EXERCISE INSTRUCTIONS: Send back all the data below, exactly as given.

MATERIAL FOR THE TASK:
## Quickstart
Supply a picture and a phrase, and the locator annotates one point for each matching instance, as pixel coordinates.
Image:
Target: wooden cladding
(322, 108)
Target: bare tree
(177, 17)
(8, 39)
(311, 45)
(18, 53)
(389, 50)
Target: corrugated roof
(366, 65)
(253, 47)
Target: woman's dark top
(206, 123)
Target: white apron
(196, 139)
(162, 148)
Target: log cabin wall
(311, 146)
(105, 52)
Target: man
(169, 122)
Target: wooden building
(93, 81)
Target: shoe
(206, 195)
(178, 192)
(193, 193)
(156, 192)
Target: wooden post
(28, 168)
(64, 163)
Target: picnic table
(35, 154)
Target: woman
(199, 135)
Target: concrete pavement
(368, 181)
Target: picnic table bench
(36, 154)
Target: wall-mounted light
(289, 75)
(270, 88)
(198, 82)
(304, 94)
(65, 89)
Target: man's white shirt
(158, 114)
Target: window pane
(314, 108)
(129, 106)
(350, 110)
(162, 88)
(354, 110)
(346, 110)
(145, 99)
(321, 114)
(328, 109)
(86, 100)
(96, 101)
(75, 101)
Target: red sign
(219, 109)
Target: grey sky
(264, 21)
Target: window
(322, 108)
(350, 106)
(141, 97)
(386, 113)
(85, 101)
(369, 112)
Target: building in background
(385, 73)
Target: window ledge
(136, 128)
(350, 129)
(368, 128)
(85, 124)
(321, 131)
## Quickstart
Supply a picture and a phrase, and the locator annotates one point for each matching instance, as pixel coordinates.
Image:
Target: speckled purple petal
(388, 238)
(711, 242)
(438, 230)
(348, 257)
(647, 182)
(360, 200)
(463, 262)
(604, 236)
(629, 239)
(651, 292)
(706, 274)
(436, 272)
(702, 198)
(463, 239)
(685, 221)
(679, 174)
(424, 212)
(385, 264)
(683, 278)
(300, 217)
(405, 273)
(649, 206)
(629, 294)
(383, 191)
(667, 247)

SOLUTION BELOW:
## Quickstart
Supply a picture and a phrase, and the locator annotates one point for each matching instance, as pixel coordinates.
Image:
Target: wooden cladding
(322, 108)
Target: bare tree
(177, 17)
(8, 39)
(311, 45)
(18, 53)
(389, 50)
Target: corrugated roof
(366, 65)
(253, 47)
Target: woman's dark top
(206, 123)
Target: white apron
(196, 139)
(162, 148)
Target: log cabin wall
(311, 146)
(105, 52)
Target: man
(169, 122)
Target: wooden building
(93, 81)
Target: shoe
(206, 195)
(178, 192)
(193, 193)
(156, 192)
Target: wooden post
(28, 168)
(64, 163)
Target: picnic table
(35, 154)
Target: woman
(199, 135)
Target: concrete pavement
(368, 181)
Target: picnic table bench
(36, 154)
Target: wall-mounted light
(289, 75)
(270, 88)
(198, 82)
(304, 94)
(65, 89)
Target: man's white shirt
(158, 114)
Target: window pane
(314, 108)
(129, 106)
(350, 110)
(162, 88)
(354, 110)
(346, 110)
(145, 99)
(321, 114)
(328, 109)
(86, 100)
(96, 101)
(75, 101)
Target: red sign
(219, 109)
Target: grey sky
(264, 21)
Target: window
(322, 108)
(350, 106)
(141, 97)
(386, 113)
(85, 101)
(369, 112)
Target: building in background
(385, 73)
Target: window ledge
(136, 128)
(350, 129)
(368, 128)
(85, 124)
(321, 131)
## Quickstart
Supply a picture and a phrase, and the locator annotates one point for each matching instance, as pixel coordinates.
Image:
Target: speckled purple petal
(388, 238)
(711, 242)
(438, 230)
(348, 257)
(647, 182)
(360, 200)
(463, 262)
(604, 236)
(629, 239)
(651, 292)
(706, 274)
(436, 272)
(702, 198)
(463, 239)
(685, 221)
(679, 174)
(424, 212)
(385, 264)
(683, 278)
(300, 217)
(405, 273)
(649, 206)
(629, 294)
(383, 191)
(667, 247)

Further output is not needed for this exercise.